Dataset extract:

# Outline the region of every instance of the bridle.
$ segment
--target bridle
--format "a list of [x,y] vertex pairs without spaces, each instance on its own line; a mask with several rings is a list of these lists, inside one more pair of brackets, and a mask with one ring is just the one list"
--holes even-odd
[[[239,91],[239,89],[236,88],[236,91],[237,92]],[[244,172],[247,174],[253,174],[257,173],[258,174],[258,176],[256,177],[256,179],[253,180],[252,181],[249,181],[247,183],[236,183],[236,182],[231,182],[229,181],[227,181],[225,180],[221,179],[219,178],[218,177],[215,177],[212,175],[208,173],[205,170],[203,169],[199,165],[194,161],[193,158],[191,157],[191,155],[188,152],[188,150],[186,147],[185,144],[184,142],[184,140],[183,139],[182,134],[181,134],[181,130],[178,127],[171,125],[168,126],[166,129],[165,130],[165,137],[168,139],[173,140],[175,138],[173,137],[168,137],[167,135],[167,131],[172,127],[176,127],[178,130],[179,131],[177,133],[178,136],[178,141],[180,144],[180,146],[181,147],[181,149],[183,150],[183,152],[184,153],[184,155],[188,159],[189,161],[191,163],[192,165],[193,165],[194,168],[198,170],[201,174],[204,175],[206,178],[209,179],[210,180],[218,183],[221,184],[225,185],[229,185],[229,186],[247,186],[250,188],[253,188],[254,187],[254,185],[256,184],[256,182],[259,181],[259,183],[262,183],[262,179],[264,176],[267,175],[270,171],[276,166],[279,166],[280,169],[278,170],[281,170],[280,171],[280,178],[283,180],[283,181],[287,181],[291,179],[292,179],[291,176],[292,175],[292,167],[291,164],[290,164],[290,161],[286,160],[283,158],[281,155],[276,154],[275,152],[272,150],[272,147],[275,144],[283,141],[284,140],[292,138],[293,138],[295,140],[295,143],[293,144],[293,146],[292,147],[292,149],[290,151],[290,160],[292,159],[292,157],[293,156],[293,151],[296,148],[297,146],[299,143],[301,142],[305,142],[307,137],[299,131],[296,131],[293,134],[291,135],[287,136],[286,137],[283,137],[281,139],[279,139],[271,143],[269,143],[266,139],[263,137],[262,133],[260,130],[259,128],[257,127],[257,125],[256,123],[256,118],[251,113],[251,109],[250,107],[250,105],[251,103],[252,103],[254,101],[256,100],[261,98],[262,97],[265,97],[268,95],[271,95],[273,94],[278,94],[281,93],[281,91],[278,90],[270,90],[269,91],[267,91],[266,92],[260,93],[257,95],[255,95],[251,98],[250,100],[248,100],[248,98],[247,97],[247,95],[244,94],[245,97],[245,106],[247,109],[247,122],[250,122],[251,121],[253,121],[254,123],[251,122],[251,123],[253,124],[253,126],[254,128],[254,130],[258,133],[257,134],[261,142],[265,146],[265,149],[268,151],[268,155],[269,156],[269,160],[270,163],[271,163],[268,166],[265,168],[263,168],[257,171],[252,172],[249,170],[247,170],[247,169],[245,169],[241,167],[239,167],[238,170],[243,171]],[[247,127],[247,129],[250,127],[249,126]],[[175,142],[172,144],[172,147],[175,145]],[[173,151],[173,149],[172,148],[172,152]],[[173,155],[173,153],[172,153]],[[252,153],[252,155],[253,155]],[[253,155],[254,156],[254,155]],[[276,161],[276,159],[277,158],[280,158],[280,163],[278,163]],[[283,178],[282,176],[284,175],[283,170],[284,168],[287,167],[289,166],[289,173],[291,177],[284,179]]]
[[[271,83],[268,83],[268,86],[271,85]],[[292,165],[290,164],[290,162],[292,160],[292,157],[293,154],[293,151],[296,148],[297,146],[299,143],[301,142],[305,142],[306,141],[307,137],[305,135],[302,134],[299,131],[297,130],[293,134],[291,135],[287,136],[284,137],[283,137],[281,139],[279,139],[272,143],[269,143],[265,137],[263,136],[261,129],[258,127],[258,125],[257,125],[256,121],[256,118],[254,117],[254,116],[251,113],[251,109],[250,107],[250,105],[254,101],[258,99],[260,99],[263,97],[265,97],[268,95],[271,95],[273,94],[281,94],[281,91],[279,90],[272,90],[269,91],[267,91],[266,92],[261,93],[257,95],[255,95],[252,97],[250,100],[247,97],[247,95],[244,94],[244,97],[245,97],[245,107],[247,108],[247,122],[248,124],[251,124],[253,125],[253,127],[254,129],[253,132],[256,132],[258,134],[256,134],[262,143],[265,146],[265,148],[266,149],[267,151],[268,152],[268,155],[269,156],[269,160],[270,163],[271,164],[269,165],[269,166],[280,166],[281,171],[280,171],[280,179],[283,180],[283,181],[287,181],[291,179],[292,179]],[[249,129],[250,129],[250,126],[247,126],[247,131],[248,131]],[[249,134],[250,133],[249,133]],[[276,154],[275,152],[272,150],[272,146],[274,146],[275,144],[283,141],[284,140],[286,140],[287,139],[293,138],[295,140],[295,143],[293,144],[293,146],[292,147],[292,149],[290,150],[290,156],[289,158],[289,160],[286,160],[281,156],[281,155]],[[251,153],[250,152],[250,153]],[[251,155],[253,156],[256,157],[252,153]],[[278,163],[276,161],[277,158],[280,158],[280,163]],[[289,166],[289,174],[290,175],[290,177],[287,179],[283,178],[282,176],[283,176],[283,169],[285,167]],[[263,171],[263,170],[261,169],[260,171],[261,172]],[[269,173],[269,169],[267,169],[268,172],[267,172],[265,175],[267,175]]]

What is being asked: Copy the listing above line by line, character for character, with nothing changed.

Answer to the task:
# Outline the region of every instance of the bridle.
$ segment
--target bridle
--format "a list of [x,y] vertex pairs without spaces, each instance on its own line; a mask with several rings is a list of these lists, inside one more pair of brackets, and a mask with one ring is just the one list"
--holes even-odd
[[[239,91],[239,89],[236,88],[236,91],[237,92]],[[244,172],[247,174],[253,174],[257,173],[258,174],[258,176],[256,177],[256,179],[253,180],[252,181],[249,181],[247,183],[236,183],[236,182],[231,182],[229,181],[227,181],[225,180],[221,179],[219,178],[218,177],[215,177],[212,175],[208,173],[205,170],[203,169],[199,165],[194,161],[193,158],[191,157],[191,155],[188,152],[188,150],[186,147],[185,144],[184,142],[184,140],[183,139],[182,134],[181,134],[181,130],[178,127],[171,125],[168,126],[166,129],[165,130],[165,137],[168,139],[173,140],[175,138],[173,137],[168,137],[167,135],[167,131],[172,127],[176,127],[178,130],[179,131],[177,133],[178,136],[178,141],[180,144],[180,146],[181,147],[181,149],[183,150],[183,152],[184,153],[184,155],[188,159],[189,161],[191,163],[192,165],[193,165],[194,168],[198,170],[201,174],[204,175],[206,178],[209,179],[210,180],[218,183],[221,184],[225,185],[229,185],[229,186],[247,186],[250,188],[253,188],[254,187],[254,185],[256,184],[256,182],[259,181],[259,183],[262,183],[262,179],[264,176],[267,175],[270,171],[276,166],[279,166],[280,169],[278,170],[281,170],[280,171],[280,178],[283,180],[283,181],[287,181],[291,179],[292,179],[291,176],[292,175],[292,167],[291,164],[290,164],[290,161],[286,160],[283,158],[281,155],[276,154],[275,152],[272,150],[272,147],[275,144],[283,141],[284,140],[292,138],[293,138],[295,140],[295,143],[293,144],[293,146],[292,147],[292,149],[290,151],[290,160],[292,159],[292,157],[293,156],[293,151],[296,148],[297,146],[299,143],[301,142],[305,142],[307,137],[299,131],[296,131],[293,134],[291,135],[287,136],[286,137],[283,137],[281,139],[279,139],[271,143],[269,143],[266,139],[263,137],[262,133],[260,130],[259,128],[257,127],[257,125],[256,123],[256,118],[251,113],[251,109],[250,107],[250,105],[251,103],[252,103],[254,101],[256,100],[261,98],[262,97],[265,97],[268,95],[271,95],[273,94],[278,94],[281,93],[281,91],[278,90],[270,90],[269,91],[267,91],[266,92],[260,93],[257,95],[255,95],[251,98],[250,100],[248,100],[248,98],[247,97],[247,95],[244,94],[245,97],[245,106],[247,109],[247,122],[250,122],[251,121],[253,121],[254,123],[251,122],[251,123],[253,124],[253,126],[254,128],[254,130],[258,133],[257,134],[261,142],[265,146],[265,149],[268,151],[268,155],[269,156],[269,160],[270,163],[271,163],[268,166],[265,168],[263,168],[257,171],[252,172],[249,170],[247,170],[247,169],[245,169],[241,167],[239,167],[238,170],[243,171]],[[247,127],[247,129],[250,127],[249,126]],[[175,142],[172,144],[172,147],[175,145]],[[173,151],[173,149],[172,148],[172,152]],[[173,155],[173,153],[172,153]],[[252,153],[252,155],[253,155]],[[253,155],[254,156],[254,155]],[[276,161],[276,159],[277,158],[280,158],[280,163],[278,163]],[[283,178],[282,176],[284,175],[283,170],[284,168],[287,167],[289,166],[289,173],[291,177],[284,179]]]
[[[271,83],[268,83],[268,86],[271,85]],[[292,165],[290,164],[290,162],[292,160],[292,157],[293,154],[293,151],[296,148],[297,146],[299,143],[301,142],[305,142],[306,141],[307,137],[305,135],[302,134],[299,131],[297,130],[293,134],[291,135],[287,136],[284,137],[283,137],[281,139],[279,139],[272,143],[269,143],[265,137],[263,136],[261,129],[258,127],[258,125],[257,125],[256,121],[256,118],[254,117],[254,116],[251,113],[251,109],[250,107],[250,105],[254,101],[258,99],[260,99],[263,97],[265,97],[268,95],[271,95],[273,94],[281,94],[281,91],[279,90],[272,90],[269,91],[267,91],[266,92],[261,93],[257,95],[255,95],[252,97],[250,100],[247,97],[247,95],[244,94],[244,97],[245,97],[245,107],[247,108],[247,122],[248,124],[251,124],[253,125],[253,127],[254,129],[253,132],[256,132],[258,134],[256,134],[262,143],[265,146],[265,148],[266,149],[267,151],[268,152],[268,155],[269,156],[269,160],[270,163],[271,164],[269,165],[269,166],[280,166],[281,171],[280,171],[280,179],[283,180],[283,181],[287,181],[291,179],[292,179]],[[249,129],[250,129],[250,126],[247,126],[247,131],[248,131]],[[249,134],[250,133],[249,133]],[[276,154],[275,152],[272,150],[272,146],[274,146],[275,144],[283,141],[284,140],[286,140],[287,139],[293,138],[295,140],[295,143],[293,144],[293,146],[292,147],[292,149],[290,150],[290,156],[289,158],[289,160],[286,160],[281,156],[281,155]],[[251,153],[250,152],[250,153]],[[251,155],[253,156],[256,157],[252,153]],[[278,163],[276,161],[277,158],[280,158],[280,163]],[[289,166],[289,174],[290,175],[290,177],[287,179],[283,178],[282,176],[283,176],[283,169],[285,167]],[[263,171],[263,170],[261,169],[260,171],[261,172]],[[269,173],[269,169],[267,169],[268,172],[267,172],[265,175],[267,175]]]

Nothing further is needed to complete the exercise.